### EXTRACT PROVIDED
Reflections

jura

This is a rough, slow play (with my faltering piano skills), using the ideas from the theory document.

Sticking to the mode was difficult at first: it's the main reason I had the score in front of me, since I already know the melody. Rhythmically, the stress timing felt like it could work, but I wasn't as proscriptive of deviations as I could have been. I'm happy that it is musical (playing it on the piano - an instrument I'm not very good at - is a good test of that for me), and sounds open whilst being controlled.

Another aspect to the score is that it is multi-layered: without understanding the theory, the piece could be performed by a musician of almost any standard as long as they knew the notes. Understanding the rhythmic signs allows any musician to play the pieces regardless of instrument; and understanding the affective signs adds harmony. The notation is flexible enough to live with or without the rules.

At a friend's house I was discussing the work. I showed them the book, and they asked me what it sounded like, so I sang them without referring to the notation. The act of singing revealed a logic in the stress timing, and made it feel more natural. It also showed that most of them could be sung, with the exception of why we don't know why.

### PROVIDED INFORMATION

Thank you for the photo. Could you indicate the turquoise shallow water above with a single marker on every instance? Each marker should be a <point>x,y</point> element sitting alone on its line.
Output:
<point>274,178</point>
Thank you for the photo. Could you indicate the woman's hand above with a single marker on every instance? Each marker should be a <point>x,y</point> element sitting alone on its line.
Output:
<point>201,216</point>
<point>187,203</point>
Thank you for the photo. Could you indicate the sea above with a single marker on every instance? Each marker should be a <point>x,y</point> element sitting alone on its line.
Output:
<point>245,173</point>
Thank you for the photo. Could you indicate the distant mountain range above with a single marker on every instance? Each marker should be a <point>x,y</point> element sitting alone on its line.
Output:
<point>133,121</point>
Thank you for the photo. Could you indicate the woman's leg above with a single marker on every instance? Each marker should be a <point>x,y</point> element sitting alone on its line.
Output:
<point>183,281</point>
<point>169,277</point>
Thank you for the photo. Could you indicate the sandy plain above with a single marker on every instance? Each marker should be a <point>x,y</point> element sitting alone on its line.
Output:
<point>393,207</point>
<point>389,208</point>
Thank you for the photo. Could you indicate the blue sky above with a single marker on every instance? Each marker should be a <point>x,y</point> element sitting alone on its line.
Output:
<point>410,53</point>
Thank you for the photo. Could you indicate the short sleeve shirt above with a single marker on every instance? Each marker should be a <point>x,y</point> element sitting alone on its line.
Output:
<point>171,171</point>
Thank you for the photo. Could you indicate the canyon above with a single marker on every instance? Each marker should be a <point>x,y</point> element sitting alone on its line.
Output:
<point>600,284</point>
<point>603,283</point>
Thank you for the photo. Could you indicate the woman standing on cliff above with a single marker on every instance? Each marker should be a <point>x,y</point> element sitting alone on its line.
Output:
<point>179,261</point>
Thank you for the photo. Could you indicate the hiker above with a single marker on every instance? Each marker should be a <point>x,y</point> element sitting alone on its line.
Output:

### JOBS
a) Write out the reflections text from "Another aspect to" down to "don't know why.".
b) Translate this sentence from the reflections text into Spanish: "The notation is flexible enough to live with or without the rules."
The rows have no connection to the reflections text.

### EXERCISE ANSWERS
a)
Another aspect to the score is that it is multi-layered: without understanding the theory, the piece could be performed by a musician of almost any standard as long as they knew the notes. Understanding the rhythmic signs allows any musician to play the pieces regardless of instrument; and understanding the affective signs adds harmony. The notation is flexible enough to live with or without the rules.

At a friend's house I was discussing the work. I showed them the book, and they asked me what it sounded like, so I sang them without referring to the notation. The act of singing revealed a logic in the stress timing, and made it feel more natural. It also showed that most of them could be sung, with the exception of why we don't know why.

b) La notación es lo suficientemente flexible como para vivir con o sin las reglas.